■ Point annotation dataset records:
(begin)

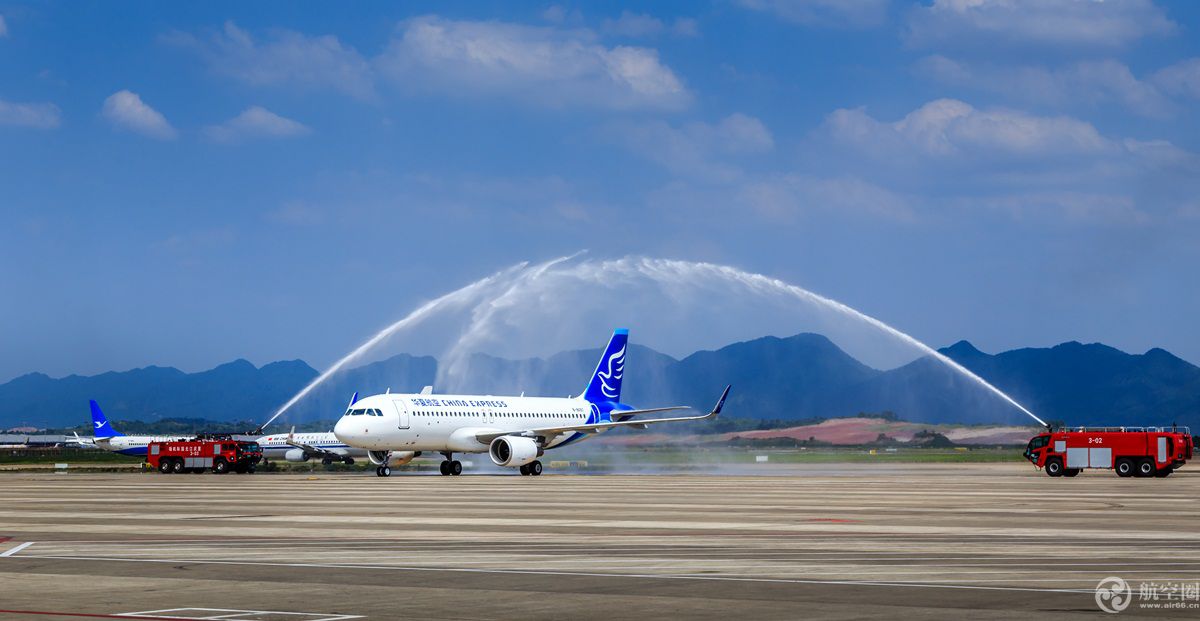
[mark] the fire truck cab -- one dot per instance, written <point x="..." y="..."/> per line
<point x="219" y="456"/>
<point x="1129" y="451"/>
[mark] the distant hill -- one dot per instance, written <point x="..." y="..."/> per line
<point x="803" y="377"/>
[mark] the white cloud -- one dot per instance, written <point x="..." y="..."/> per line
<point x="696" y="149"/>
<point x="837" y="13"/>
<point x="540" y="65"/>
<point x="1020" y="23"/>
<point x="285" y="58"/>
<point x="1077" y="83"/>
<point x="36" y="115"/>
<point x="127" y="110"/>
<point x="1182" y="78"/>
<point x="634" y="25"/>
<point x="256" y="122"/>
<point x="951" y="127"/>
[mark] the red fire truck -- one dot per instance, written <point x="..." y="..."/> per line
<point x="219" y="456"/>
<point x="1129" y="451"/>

(end)
(begin)

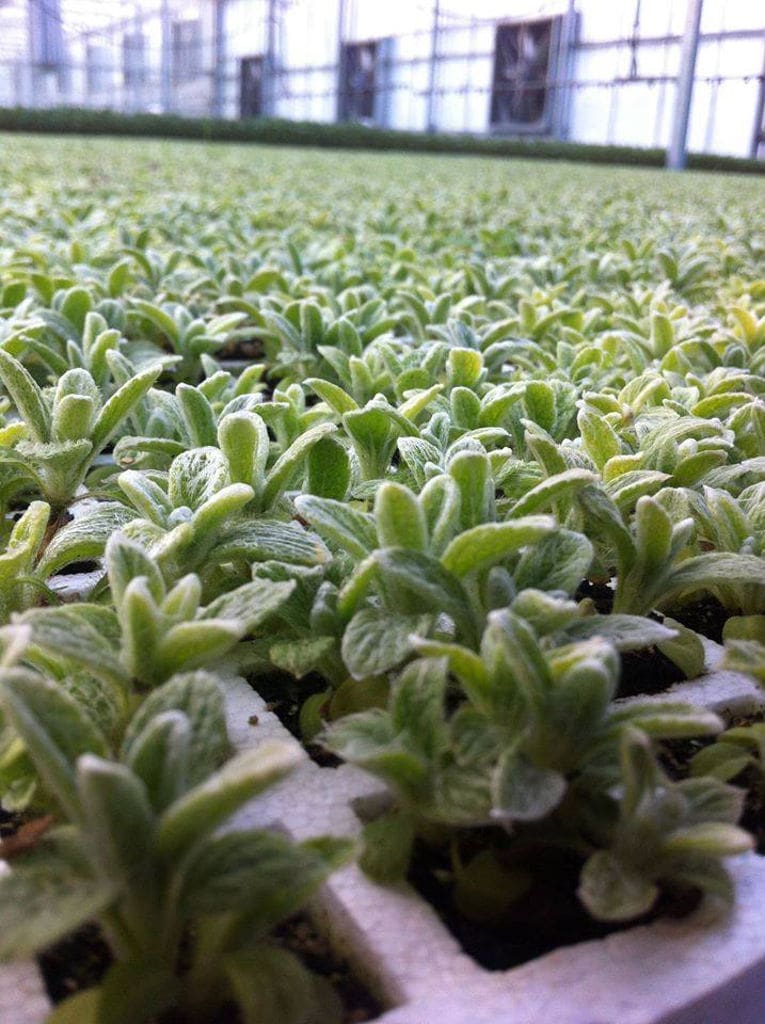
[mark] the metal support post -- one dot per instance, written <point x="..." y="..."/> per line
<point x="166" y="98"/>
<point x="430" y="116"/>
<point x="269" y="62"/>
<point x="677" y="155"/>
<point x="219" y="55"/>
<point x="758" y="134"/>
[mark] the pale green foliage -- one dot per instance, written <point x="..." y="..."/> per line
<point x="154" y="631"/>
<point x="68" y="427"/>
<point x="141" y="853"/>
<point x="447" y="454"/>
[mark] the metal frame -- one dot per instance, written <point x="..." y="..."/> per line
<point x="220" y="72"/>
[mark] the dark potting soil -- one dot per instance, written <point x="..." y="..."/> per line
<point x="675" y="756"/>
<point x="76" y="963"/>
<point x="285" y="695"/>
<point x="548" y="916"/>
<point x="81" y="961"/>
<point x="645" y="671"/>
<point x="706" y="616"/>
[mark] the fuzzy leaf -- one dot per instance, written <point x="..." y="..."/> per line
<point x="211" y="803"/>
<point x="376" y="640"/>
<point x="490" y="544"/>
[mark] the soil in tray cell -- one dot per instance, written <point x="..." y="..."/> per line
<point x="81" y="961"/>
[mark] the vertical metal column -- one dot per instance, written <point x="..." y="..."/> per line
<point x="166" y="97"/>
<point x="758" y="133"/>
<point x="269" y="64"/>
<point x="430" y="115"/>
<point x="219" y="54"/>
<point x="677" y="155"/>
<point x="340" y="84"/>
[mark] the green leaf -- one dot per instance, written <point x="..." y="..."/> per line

(end)
(begin)

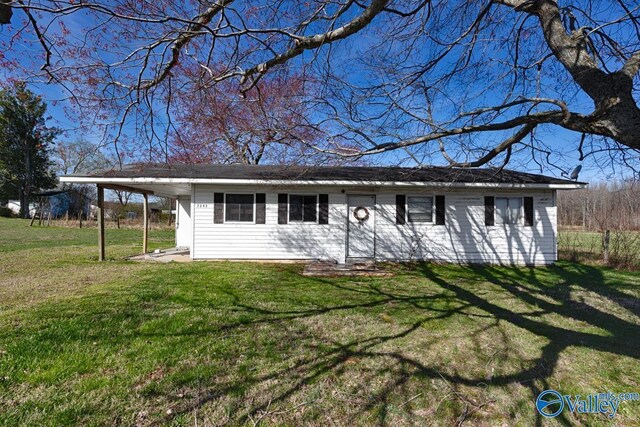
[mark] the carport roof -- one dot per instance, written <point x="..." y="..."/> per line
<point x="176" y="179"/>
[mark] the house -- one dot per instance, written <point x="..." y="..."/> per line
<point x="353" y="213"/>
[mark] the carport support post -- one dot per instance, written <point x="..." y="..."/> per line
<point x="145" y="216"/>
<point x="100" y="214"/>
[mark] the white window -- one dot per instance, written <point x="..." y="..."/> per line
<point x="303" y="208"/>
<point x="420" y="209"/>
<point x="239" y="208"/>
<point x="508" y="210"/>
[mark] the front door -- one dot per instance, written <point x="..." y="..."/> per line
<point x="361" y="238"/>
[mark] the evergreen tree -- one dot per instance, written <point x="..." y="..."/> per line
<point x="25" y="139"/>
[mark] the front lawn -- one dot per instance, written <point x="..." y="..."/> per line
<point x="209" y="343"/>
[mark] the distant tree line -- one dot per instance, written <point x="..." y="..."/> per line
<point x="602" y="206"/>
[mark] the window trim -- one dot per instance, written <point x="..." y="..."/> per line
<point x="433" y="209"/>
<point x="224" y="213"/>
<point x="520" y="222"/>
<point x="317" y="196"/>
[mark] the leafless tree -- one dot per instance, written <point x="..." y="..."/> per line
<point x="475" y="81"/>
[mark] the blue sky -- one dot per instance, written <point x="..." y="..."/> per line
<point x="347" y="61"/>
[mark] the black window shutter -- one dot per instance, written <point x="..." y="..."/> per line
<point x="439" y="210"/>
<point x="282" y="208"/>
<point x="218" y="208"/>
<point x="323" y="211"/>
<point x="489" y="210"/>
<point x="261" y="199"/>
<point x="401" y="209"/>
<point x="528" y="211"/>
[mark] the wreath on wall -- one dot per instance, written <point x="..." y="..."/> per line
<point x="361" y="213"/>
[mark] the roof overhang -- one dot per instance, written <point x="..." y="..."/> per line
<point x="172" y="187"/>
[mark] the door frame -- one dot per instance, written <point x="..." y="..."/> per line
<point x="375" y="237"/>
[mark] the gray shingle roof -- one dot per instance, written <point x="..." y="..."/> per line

(end)

■ Work to do:
Extract, unchanged, the lines of the listing between the line containing "[mark] the front door" and the line containing "[mark] the gray", inclusive.

■ Exercise output:
[mark] the front door -- one dot per instance, written <point x="..." y="..."/> per line
<point x="361" y="238"/>
[mark] the evergreen tree -- one dot per instance, written <point x="..." y="..."/> per line
<point x="25" y="139"/>
[mark] the front lawn -- one dot per instance, written <point x="..." y="..."/> per line
<point x="209" y="343"/>
[mark] the distant tree line -- one dot per instance, written <point x="..." y="..."/> per line
<point x="602" y="206"/>
[mark] the window trim -- one dot per instance, written <point x="..." y="..."/> per line
<point x="433" y="209"/>
<point x="224" y="213"/>
<point x="520" y="222"/>
<point x="317" y="196"/>
[mark] the leafless tree -- one dot per instance, written <point x="..." y="..."/> per line
<point x="475" y="81"/>
[mark] the blue sky -- one dot per instance, written <point x="..." y="..."/> per line
<point x="347" y="61"/>
[mark] the black window shutter -- one dot per instance, written <point x="..." y="..."/> per line
<point x="439" y="210"/>
<point x="282" y="208"/>
<point x="218" y="208"/>
<point x="323" y="211"/>
<point x="489" y="210"/>
<point x="261" y="199"/>
<point x="401" y="209"/>
<point x="528" y="211"/>
[mark] the wreath on wall -- one dot per instance, written <point x="..." y="..."/> per line
<point x="361" y="213"/>
[mark] the roof overhang -- one dot per instance, written <point x="..." y="..."/> per line
<point x="172" y="187"/>
[mark] the door frame -- one dot per instance, written <point x="..." y="..."/> per line
<point x="375" y="237"/>
[mark] the gray shingle roof -- one dot per instance, written <point x="..." y="..."/> per line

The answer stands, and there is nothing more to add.